▸ **The exercise**: Return, word for word, the lines of the data below from the line containing "Outline camera strap." up to and including the line containing "[[166, 110, 181, 129]]".
• • • •
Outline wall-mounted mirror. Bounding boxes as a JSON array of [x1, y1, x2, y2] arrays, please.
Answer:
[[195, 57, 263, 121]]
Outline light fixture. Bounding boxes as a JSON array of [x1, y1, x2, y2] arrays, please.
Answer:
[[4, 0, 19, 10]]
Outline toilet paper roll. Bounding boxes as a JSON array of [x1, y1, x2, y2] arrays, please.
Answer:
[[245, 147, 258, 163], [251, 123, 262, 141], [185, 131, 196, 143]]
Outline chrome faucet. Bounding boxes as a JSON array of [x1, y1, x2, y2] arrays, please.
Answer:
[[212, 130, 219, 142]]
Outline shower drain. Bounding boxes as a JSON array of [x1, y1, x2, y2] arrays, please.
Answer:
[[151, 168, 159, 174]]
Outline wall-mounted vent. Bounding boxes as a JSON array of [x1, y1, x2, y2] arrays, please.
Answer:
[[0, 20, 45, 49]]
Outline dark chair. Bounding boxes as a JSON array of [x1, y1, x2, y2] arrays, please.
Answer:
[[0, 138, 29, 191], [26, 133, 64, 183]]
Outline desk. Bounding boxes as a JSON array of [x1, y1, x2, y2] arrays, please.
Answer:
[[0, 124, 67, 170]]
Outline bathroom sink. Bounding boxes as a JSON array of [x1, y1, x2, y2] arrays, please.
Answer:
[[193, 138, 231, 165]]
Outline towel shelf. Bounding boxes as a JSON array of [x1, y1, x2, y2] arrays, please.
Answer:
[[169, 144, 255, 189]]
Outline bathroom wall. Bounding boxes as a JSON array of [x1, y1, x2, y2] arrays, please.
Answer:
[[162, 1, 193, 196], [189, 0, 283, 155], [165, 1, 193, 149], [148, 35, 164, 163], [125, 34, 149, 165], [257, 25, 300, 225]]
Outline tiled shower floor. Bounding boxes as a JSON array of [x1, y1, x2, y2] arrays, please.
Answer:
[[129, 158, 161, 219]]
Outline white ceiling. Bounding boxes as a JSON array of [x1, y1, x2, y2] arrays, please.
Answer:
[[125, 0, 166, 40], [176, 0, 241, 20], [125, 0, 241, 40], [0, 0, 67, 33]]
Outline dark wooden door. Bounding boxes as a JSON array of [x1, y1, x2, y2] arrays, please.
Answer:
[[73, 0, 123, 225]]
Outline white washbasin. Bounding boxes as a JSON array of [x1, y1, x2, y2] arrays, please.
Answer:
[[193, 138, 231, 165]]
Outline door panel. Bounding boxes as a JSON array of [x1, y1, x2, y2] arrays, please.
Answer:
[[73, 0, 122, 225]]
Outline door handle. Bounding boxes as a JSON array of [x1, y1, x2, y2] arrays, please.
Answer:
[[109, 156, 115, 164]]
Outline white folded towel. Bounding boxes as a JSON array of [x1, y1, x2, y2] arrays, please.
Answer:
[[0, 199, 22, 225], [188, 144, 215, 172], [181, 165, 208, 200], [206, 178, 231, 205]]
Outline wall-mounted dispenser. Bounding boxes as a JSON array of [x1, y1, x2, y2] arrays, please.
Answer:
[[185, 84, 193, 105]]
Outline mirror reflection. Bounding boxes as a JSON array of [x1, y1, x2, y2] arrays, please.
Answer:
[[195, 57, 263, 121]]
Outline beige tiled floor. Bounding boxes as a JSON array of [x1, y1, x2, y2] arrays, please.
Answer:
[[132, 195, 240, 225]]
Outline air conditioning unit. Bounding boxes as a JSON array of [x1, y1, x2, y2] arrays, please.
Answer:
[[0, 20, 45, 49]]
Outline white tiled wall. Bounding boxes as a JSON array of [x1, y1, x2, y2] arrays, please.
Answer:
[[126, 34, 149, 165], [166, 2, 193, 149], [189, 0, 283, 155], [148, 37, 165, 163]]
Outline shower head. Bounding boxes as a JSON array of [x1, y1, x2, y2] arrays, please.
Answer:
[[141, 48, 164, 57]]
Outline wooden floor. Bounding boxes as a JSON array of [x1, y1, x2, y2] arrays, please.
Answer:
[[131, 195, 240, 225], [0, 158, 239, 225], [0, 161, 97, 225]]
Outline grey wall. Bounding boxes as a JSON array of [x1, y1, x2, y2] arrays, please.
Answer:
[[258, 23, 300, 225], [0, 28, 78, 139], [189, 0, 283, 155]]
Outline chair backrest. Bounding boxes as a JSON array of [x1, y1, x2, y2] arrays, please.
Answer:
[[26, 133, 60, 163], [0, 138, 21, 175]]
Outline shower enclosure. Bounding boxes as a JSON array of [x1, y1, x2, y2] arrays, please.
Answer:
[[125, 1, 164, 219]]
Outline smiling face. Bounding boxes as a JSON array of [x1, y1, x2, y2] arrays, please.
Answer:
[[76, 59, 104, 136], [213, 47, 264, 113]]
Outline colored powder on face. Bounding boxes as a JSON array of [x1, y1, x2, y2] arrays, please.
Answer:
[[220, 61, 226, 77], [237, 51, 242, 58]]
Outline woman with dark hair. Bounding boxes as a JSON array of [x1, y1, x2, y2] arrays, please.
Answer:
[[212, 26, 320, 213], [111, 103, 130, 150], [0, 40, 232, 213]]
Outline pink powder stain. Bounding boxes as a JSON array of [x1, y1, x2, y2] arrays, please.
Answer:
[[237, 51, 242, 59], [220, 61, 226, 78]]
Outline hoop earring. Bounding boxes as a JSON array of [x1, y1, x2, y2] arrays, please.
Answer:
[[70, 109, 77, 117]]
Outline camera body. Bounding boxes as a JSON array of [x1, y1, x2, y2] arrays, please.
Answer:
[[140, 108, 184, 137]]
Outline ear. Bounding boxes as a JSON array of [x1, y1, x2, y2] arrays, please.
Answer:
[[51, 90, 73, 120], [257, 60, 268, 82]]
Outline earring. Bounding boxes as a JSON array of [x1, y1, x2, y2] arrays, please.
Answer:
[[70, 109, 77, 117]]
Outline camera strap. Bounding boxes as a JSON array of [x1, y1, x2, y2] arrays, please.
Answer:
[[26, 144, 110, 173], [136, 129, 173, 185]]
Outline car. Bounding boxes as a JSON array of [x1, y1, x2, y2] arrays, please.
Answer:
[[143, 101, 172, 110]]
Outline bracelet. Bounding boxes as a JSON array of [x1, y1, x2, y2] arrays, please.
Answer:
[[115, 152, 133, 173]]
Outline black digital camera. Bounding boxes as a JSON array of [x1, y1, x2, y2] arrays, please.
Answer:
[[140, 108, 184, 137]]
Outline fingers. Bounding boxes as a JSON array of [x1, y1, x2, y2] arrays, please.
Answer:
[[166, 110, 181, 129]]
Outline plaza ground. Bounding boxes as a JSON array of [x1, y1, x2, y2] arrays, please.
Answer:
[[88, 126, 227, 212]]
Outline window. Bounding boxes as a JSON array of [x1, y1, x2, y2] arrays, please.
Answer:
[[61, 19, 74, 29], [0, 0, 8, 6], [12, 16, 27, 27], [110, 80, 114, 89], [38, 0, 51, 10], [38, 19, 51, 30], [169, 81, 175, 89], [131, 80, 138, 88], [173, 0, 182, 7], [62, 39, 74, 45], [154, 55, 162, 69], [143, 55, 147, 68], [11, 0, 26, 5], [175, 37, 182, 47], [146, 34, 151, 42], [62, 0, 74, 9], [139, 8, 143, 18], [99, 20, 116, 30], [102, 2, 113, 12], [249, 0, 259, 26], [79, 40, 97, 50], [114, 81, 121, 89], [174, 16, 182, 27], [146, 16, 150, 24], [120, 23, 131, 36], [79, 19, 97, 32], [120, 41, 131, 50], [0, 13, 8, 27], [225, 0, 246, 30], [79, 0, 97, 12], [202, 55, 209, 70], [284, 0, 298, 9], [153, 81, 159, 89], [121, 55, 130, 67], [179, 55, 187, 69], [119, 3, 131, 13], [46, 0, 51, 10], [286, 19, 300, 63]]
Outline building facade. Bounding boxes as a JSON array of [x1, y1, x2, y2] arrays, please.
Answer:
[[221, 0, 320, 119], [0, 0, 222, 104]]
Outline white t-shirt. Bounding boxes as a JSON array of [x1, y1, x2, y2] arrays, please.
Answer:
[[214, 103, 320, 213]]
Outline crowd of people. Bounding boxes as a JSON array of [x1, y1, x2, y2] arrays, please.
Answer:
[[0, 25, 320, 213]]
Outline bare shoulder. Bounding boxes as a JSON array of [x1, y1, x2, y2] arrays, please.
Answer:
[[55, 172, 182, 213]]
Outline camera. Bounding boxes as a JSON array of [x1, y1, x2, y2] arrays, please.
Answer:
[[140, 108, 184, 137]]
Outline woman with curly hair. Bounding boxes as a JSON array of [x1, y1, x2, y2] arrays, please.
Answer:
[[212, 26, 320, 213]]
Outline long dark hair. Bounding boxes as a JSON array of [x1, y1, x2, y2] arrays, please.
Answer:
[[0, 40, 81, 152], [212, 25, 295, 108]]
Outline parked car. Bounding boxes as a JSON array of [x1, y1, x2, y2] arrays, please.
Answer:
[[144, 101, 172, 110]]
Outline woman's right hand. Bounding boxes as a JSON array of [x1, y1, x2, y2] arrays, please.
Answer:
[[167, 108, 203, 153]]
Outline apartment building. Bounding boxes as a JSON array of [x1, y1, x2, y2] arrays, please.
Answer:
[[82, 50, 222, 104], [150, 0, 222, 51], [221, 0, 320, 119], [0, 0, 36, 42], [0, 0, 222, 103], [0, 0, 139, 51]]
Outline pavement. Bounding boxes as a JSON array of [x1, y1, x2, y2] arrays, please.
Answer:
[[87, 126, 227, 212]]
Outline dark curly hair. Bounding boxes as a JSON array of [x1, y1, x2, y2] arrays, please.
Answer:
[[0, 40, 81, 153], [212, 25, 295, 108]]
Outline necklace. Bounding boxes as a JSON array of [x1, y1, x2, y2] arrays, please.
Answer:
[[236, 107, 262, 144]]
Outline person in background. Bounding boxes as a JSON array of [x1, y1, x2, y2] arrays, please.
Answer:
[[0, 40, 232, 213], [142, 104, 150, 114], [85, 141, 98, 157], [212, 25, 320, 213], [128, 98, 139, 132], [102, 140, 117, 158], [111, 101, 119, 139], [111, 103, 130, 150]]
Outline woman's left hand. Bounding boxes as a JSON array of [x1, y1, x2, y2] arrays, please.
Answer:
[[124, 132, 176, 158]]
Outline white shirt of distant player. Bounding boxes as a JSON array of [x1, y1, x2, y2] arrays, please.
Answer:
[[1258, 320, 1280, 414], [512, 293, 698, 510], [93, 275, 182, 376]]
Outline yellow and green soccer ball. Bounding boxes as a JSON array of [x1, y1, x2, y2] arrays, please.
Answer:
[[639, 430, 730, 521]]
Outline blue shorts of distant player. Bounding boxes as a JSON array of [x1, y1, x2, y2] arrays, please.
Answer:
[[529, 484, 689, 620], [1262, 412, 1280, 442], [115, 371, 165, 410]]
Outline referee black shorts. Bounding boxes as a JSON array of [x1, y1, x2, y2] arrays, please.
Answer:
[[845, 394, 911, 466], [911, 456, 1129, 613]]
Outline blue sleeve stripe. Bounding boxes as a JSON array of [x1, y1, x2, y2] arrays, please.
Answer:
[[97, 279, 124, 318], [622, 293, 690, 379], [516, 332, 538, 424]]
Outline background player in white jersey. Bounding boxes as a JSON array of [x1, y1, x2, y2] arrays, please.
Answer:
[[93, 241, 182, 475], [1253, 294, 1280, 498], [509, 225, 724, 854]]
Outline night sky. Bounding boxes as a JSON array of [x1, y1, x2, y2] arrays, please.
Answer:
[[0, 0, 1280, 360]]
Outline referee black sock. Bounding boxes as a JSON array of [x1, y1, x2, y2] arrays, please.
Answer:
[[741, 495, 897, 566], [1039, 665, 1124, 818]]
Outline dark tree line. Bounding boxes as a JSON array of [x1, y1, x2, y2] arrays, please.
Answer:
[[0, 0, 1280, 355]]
• • • •
▸ **Problem solution**:
Outline camera strap. Bounding boxes as a JSON array of [x1, y1, x2, y2] arrays, please.
Answer:
[[26, 144, 110, 173], [136, 129, 173, 185]]
Outline car. Bounding boxes as a JSON array of [x1, y1, x2, y2] arrays, please.
Answer:
[[143, 101, 172, 110]]
Outline bracelet. Bounding boxes as a JSON array of [x1, y1, x2, y2] arrays, please.
Answer:
[[115, 152, 133, 173]]
Outline black digital camera. Bounding boxes as a JSON array of [x1, y1, x2, y2] arrays, please.
Answer:
[[140, 108, 184, 137]]
Outline fingers. Bounding boxes as a JSON array of [x1, y1, x2, y2] arrays, please.
Answer:
[[166, 110, 181, 129]]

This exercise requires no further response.